══ Selected text ══

Writing with hopefully a few more countries under the belt (I’ve been to 83).
Have you always liked to write?
Yes, my first piece was published when I was 8 – in a major local newspaper.
What writing advice do you have for aspiring authors?
Have a very tough hide and don’t expect to make a fortune. That’s very unusual.
If you didn’t like writing books, or weren’t any good at it, what would you like to do for a living?
I love cooking – so perhaps a cookery blogger. Or a cognitive behavioural therapist – I’m a huge advocate for mental health.
What is your least favourite part of the writing / publishing process?
Self-editing. I am generally quite a perfectionist as I write, so I find it difficult to “fix” work later. And I hate chopping out perfectly good sentences that just don’t suit the plot.
How long does it usually take you to write the first draft of a book?
I usually take a year for a book. My novel Love and Wine was written quicker, but that’s my average.
What are you working on now?
I am working on a novel about the aftershocks of a murder/suicide in the Nambian Brandberg mountain foothills. It’s from the perspective of a young boy who loses his sister. My other novel, A Fish Out of Water, turns stereotypes on their heads – it’s an adoption story, with a twist. I’m finished it, but in the dreaded self-editing phase.
Why should a potential reader buy your book(s)?

═══
══ Supplied records ══

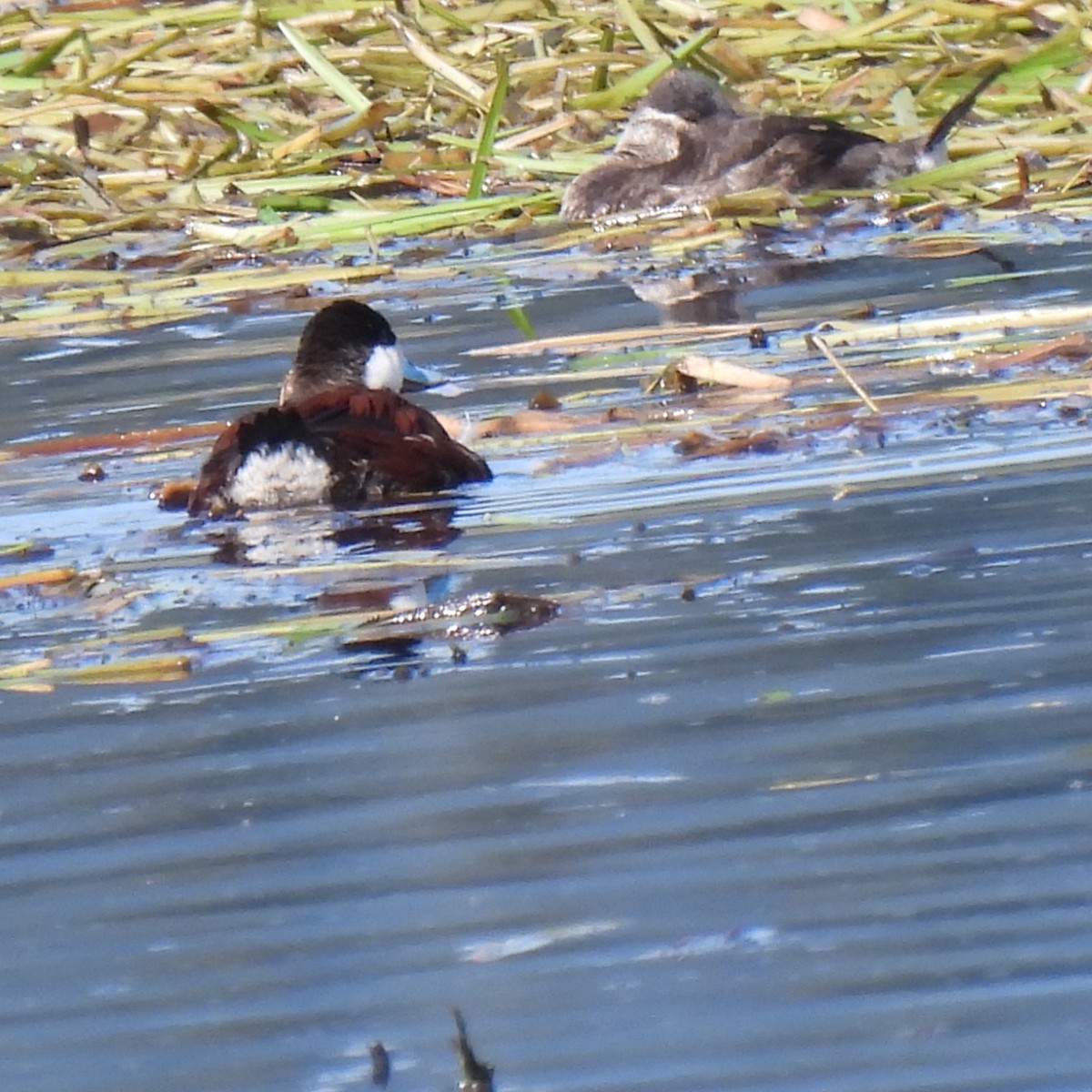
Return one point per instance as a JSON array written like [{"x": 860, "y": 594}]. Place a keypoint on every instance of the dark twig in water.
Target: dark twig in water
[{"x": 474, "y": 1076}]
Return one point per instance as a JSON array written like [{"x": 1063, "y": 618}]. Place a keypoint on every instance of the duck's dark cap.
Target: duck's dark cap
[
  {"x": 344, "y": 330},
  {"x": 688, "y": 96}
]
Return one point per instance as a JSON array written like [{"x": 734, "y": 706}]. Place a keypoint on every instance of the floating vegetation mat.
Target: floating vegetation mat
[{"x": 158, "y": 157}]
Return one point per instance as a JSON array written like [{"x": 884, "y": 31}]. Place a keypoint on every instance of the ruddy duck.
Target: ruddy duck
[
  {"x": 687, "y": 145},
  {"x": 342, "y": 432}
]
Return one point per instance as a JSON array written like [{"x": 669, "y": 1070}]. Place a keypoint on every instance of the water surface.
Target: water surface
[{"x": 792, "y": 794}]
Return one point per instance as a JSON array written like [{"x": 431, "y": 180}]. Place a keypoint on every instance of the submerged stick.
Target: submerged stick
[{"x": 474, "y": 1076}]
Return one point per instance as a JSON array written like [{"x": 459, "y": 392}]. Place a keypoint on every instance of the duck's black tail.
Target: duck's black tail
[{"x": 960, "y": 110}]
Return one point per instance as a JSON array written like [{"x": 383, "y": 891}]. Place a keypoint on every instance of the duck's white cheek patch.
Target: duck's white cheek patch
[{"x": 282, "y": 478}]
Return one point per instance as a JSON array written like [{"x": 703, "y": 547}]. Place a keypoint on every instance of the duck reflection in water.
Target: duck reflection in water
[
  {"x": 687, "y": 145},
  {"x": 342, "y": 434}
]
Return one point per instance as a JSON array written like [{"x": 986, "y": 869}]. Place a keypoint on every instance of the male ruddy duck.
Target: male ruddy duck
[
  {"x": 687, "y": 145},
  {"x": 342, "y": 434}
]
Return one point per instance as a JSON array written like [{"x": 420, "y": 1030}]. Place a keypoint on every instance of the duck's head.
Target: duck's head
[
  {"x": 689, "y": 96},
  {"x": 349, "y": 344}
]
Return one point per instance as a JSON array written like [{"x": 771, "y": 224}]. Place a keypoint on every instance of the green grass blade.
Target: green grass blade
[
  {"x": 334, "y": 79},
  {"x": 489, "y": 131}
]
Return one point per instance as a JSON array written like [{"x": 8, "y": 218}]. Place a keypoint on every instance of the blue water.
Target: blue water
[{"x": 793, "y": 794}]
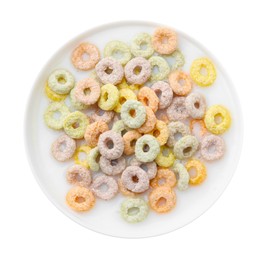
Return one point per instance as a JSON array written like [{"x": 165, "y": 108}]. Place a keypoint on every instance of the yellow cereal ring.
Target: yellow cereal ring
[
  {"x": 214, "y": 112},
  {"x": 165, "y": 158},
  {"x": 124, "y": 94},
  {"x": 200, "y": 78},
  {"x": 200, "y": 171},
  {"x": 82, "y": 149},
  {"x": 53, "y": 95}
]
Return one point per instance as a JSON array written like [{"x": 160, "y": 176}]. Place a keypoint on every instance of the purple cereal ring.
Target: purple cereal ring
[
  {"x": 90, "y": 85},
  {"x": 63, "y": 148},
  {"x": 137, "y": 70},
  {"x": 135, "y": 179},
  {"x": 212, "y": 147},
  {"x": 78, "y": 175},
  {"x": 177, "y": 110},
  {"x": 112, "y": 167},
  {"x": 163, "y": 92},
  {"x": 109, "y": 71},
  {"x": 112, "y": 187},
  {"x": 111, "y": 145}
]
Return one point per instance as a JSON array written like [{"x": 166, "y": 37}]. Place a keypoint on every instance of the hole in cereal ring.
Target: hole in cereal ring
[{"x": 80, "y": 199}]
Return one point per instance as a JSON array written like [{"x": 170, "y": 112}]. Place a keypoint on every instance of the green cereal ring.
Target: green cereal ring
[
  {"x": 134, "y": 204},
  {"x": 147, "y": 148},
  {"x": 75, "y": 124},
  {"x": 133, "y": 113},
  {"x": 52, "y": 109},
  {"x": 178, "y": 58},
  {"x": 186, "y": 147},
  {"x": 140, "y": 40},
  {"x": 109, "y": 97},
  {"x": 183, "y": 175},
  {"x": 75, "y": 103},
  {"x": 163, "y": 68},
  {"x": 117, "y": 48},
  {"x": 61, "y": 81},
  {"x": 93, "y": 159}
]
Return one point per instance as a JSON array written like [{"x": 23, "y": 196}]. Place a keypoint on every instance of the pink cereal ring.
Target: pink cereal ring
[{"x": 90, "y": 85}]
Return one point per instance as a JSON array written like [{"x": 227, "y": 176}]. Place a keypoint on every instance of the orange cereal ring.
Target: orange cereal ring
[
  {"x": 80, "y": 198},
  {"x": 149, "y": 123},
  {"x": 164, "y": 40},
  {"x": 164, "y": 177},
  {"x": 129, "y": 139},
  {"x": 162, "y": 199},
  {"x": 174, "y": 81},
  {"x": 93, "y": 132},
  {"x": 200, "y": 171},
  {"x": 148, "y": 97},
  {"x": 92, "y": 53}
]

═══

(What the exercise asks): Extract the passage of the interview above from "How long does" up to and including "working on now?".

(Finished exercise):
How long does it usually take you to write the first draft of a book?
I usually take a year for a book. My novel Love and Wine was written quicker, but that’s my average.
What are you working on now?